TASKS TO COMPLETE –
a – In the passage on the eighth commandment, list each thing the harvesters are said to have done in the sentences that begin with "They've".
b – Extend the passage on the eighth commandment beyond its final sentence.

TEXT BLOCK –
***

But it was no use. My credibility was shot to bits. I'd finished my work, truly, but there was more that I could have done. I could have offered to help someone else on another floor. I could have come back to the tea room and undertaken another task. I wasn't paid by that company to read the book. I was stealing.

Having a job involves a relationship of trust, and the trust is that you give full value in what you were hired to do. Here's a second area: the whole area of paying. Now, many of us, of course, are on the other side of this. We are employers. We run small businesses or we are in positions of considerable responsibility in larger companies. We have responsibilities to a company; we also have responsibilities to the people that we employ.

There is as much stealing goes on amongst employers as there is stealing that goes on among employees. So, if you employ someone or have responsibility in this area, this now is for you. When we read the eighth commandment, we tend to think that it's all about poor people stealing from the rich. But actually, it's equally about rich people stealing from the poor.

If you read the Old Testament, you may find that there is a compelling argument to say that the Old Testament prophets primarily applied this commandment to the obscenity of those who have much showing meanness towards those who have little. The Apostle James speaks about it in the New Testament. "The wages," he says in James 5:4, "the wages that you failed to pay. The wages you failed to pay your workmen who mowed your fields are crying out against you, and the cries of the harvesters have reached the ears of the Lord."

Here are these harvesters. They've worked hard day after day. It's been backbreaking work. They've given full value. They've brought in the harvest, and the value of the harvest is fantastic. The landowner is living in the luxury and the blessing of what has come to him, but he has not shared this benefit with those who brought it to him. He has kept it to himself, and he has sent them home with scarcely enough to sustain their families.

God says that cries out to me. He would not have what he enjoyed apart from these harvesters, but instead of asking the question, "What is their value to me?" he just asked the question, "What can I get away with paying them?" So you see, as we go back to our definition, employers also face the temptation of trying to get as much as possible by giving as little as possible, and that is stealing.

***

(Dataset excerpts on object pointing)
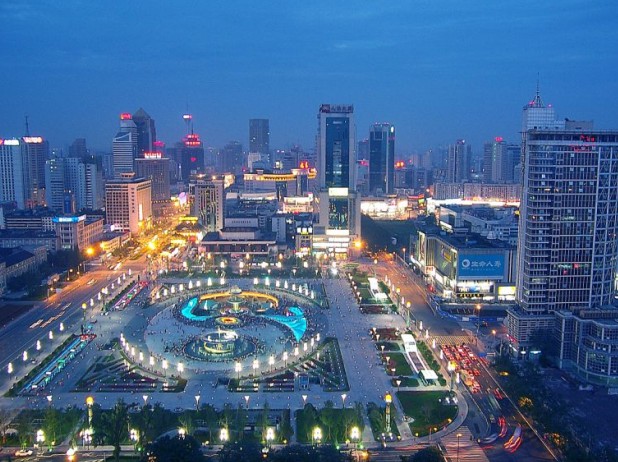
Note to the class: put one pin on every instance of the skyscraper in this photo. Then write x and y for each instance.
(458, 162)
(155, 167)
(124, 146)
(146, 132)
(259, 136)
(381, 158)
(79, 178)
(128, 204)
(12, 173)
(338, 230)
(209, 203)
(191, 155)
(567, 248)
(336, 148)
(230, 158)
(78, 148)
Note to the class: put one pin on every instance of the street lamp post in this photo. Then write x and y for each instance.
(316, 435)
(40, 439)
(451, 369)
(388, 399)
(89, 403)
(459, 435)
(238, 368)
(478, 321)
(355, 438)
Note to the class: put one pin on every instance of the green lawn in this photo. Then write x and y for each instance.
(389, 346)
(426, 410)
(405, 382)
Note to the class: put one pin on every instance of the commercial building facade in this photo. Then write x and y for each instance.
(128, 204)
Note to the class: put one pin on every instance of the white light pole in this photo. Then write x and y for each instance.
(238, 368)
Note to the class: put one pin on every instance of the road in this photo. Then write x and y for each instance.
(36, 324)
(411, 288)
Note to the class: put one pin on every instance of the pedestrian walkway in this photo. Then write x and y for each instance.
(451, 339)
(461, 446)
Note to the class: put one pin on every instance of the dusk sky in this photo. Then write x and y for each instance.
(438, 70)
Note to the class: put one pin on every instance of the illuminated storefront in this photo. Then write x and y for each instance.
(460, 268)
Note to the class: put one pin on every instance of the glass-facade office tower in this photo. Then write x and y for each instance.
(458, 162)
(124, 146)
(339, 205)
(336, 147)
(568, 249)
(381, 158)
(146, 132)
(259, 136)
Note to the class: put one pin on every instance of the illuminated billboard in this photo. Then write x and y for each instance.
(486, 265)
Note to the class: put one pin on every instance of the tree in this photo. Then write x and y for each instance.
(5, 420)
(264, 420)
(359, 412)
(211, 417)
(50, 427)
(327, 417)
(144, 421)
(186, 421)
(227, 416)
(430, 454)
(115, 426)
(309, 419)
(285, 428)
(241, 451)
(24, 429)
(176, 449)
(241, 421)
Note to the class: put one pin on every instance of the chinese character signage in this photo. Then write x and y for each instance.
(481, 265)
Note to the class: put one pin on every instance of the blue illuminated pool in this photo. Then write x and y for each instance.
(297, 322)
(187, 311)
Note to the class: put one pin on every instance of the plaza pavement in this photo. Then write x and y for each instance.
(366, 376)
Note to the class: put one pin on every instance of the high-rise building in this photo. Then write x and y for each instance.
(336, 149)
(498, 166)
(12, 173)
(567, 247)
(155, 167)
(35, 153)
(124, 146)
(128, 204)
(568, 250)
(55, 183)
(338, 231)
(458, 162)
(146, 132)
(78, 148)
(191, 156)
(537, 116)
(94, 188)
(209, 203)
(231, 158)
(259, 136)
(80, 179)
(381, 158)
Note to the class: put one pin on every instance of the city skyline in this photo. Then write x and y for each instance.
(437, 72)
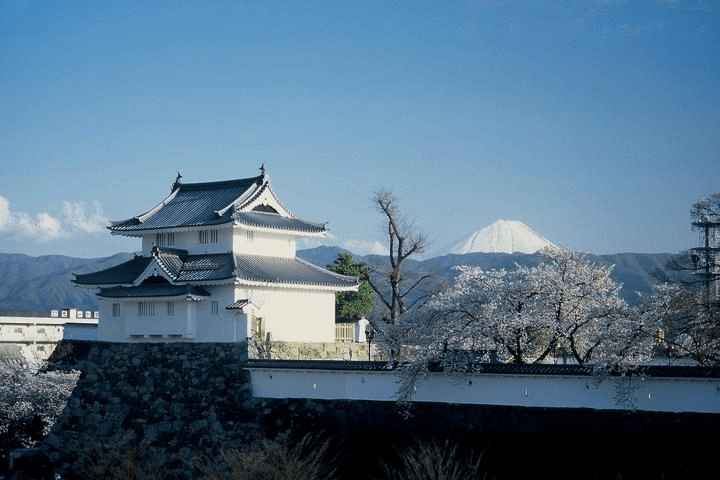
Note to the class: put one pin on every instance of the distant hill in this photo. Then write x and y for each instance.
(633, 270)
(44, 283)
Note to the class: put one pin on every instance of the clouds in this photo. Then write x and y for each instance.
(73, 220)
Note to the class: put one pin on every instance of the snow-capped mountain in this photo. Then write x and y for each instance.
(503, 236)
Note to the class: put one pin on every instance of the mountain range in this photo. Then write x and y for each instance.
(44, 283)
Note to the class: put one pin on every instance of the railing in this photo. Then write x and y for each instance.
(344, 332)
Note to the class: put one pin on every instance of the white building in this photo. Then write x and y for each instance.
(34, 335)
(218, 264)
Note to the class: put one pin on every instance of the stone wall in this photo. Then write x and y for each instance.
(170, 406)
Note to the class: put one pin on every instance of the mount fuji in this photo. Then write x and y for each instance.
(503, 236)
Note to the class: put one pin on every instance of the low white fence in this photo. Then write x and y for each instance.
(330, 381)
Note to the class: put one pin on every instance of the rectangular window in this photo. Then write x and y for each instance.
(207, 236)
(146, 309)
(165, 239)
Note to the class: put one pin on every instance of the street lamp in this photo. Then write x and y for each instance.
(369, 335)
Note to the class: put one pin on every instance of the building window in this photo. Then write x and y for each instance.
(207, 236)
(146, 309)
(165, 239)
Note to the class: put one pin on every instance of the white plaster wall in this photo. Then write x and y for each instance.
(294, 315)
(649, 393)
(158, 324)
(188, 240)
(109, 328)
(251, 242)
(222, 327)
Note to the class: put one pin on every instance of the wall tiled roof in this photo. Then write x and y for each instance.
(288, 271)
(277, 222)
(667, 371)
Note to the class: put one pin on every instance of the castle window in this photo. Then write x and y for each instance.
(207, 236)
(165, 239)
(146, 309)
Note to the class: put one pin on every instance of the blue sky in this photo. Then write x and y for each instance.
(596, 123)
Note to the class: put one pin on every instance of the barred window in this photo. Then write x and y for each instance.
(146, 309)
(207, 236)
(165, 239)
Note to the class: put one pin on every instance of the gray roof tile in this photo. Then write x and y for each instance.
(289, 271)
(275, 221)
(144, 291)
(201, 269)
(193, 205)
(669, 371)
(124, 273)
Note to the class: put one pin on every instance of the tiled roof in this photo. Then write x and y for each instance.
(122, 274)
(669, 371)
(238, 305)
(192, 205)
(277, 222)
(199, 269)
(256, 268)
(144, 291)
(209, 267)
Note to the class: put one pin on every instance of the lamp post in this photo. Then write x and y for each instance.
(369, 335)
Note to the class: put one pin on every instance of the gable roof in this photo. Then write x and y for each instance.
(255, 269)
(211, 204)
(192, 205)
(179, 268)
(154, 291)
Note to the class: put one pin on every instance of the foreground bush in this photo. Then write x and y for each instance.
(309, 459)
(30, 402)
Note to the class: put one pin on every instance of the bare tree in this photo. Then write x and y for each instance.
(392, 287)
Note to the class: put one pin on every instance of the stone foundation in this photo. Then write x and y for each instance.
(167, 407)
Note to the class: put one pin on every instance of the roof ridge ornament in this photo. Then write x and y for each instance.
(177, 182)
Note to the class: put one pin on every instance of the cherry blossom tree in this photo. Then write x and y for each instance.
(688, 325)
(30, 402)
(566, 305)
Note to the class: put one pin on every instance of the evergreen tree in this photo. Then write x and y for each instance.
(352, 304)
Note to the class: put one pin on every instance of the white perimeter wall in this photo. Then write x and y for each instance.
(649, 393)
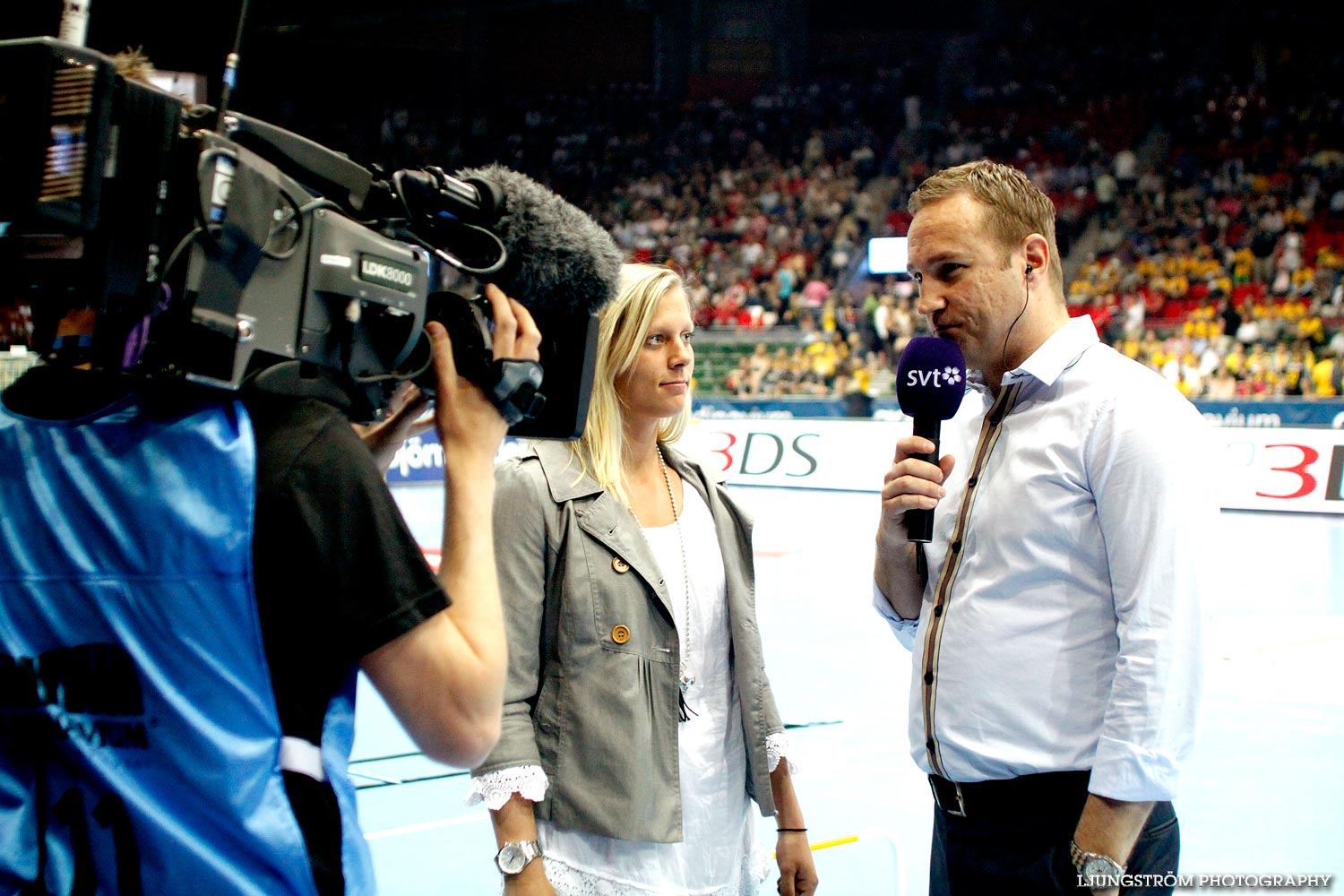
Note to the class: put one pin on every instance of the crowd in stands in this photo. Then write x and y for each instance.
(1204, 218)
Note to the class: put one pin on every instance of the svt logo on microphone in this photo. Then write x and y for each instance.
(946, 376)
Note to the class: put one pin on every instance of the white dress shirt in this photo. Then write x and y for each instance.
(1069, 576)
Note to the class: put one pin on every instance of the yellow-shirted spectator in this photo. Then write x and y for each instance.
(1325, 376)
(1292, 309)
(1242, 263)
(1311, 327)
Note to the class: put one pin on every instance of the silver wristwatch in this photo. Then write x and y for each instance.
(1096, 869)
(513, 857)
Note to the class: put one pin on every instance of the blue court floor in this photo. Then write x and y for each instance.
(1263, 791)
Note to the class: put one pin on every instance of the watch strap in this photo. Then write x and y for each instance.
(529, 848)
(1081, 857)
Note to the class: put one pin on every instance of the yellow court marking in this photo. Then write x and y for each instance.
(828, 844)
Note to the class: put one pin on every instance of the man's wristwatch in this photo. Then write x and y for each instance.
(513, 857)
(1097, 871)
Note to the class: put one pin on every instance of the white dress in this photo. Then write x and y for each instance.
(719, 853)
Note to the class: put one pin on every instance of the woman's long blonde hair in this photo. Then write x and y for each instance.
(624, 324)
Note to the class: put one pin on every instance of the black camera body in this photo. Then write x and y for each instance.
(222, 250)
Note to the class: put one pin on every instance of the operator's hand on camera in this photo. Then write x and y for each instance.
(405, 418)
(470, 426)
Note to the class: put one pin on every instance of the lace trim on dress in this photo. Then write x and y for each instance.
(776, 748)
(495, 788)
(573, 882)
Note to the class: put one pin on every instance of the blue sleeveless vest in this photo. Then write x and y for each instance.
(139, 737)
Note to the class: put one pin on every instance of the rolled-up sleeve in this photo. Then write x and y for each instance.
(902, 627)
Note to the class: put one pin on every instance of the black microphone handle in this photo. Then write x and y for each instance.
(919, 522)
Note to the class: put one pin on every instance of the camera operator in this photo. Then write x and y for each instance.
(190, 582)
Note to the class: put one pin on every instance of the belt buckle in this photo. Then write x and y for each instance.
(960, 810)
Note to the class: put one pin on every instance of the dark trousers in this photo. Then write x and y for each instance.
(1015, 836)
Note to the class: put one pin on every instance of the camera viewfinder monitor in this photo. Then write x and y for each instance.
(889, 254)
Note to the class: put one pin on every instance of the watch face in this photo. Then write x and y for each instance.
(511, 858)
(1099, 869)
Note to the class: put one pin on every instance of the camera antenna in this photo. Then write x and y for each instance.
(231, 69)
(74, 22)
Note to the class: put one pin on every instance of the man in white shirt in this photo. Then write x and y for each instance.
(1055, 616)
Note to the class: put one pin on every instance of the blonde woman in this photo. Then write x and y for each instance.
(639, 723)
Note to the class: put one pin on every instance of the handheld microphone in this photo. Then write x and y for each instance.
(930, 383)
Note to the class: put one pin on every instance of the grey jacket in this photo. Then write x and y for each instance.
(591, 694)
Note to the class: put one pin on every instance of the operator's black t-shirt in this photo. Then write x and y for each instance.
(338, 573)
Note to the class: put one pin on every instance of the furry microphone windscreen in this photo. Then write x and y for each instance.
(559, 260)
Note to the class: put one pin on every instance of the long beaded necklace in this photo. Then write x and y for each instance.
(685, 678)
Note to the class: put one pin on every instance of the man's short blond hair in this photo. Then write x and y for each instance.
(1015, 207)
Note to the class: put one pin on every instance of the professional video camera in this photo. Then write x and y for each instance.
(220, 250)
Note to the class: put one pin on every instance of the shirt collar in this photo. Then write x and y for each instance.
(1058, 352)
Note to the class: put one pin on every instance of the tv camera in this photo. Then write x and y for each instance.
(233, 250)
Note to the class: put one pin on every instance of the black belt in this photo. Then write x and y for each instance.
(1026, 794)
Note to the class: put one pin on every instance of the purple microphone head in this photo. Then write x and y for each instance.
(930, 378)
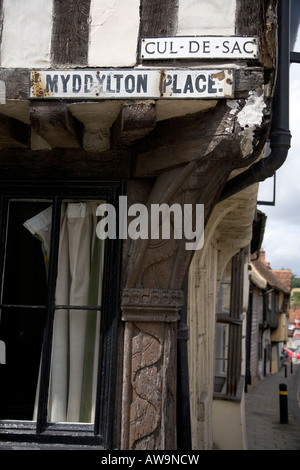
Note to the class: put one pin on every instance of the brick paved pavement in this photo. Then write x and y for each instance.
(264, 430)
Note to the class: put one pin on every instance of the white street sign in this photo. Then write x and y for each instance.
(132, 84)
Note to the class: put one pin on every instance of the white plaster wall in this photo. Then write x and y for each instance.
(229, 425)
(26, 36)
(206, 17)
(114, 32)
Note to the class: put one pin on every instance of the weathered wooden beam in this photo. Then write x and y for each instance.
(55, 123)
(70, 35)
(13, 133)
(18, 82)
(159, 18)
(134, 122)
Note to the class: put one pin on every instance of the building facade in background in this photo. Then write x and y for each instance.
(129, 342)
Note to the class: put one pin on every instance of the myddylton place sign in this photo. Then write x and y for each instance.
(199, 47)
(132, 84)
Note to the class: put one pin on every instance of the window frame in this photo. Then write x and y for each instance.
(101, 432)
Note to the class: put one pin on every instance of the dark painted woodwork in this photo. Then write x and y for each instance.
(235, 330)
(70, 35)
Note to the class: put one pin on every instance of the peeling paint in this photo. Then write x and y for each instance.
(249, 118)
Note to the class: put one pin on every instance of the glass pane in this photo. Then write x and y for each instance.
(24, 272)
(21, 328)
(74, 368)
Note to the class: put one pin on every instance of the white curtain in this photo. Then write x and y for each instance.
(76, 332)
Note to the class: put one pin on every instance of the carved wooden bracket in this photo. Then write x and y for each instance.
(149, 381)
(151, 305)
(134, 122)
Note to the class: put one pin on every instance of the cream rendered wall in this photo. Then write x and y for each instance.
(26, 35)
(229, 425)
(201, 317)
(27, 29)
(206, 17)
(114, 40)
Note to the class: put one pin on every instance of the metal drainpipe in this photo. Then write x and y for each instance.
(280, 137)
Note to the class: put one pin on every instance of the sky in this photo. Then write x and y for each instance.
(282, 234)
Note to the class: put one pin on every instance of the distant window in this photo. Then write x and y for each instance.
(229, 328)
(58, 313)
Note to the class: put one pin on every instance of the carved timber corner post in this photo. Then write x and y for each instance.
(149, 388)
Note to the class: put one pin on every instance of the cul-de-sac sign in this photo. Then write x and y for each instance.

***

TASK-BY-TASK RESULTS –
a –
- Worked hard day after day
- Given full value
- Brought in the harvest

b –
God will hold Christian employers responsible for our stewardship in paying appropriate salaries to those who generate the wealth and the blessing that we enjoy. Then while we're thinking of paying, there's the whole issue, of course, of late payment. Bills that hang out there, either from the home or from the business, long beyond the time that they were due to be paid.

The Bible speaks to this. We are to give, Romans 13, verse 7, to everyone what we owe them. If you owe money on a bill, it's no good to say, "Well, this is a big company and they won't miss it." It is what you owe, and your responsibility is not the company; your responsibility is your bill. If someone gives you a loan and you do not repay it, that is stealing. It's no use saying, "Oh, he doesn't need the money back." Whether or not they need the money back is none of your business. Your responsibility, my responsibility, is to pay what we owe.

Then as we try and turn this definition in our minds and say, "Where else does that take us?" there's the whole issue of charging. The Bible speaks about false weights and measures, and Dr. Jim Packer points out, I think helpfully, that the modern equivalent to that would be what we call overpricing goods and services. That's stealing.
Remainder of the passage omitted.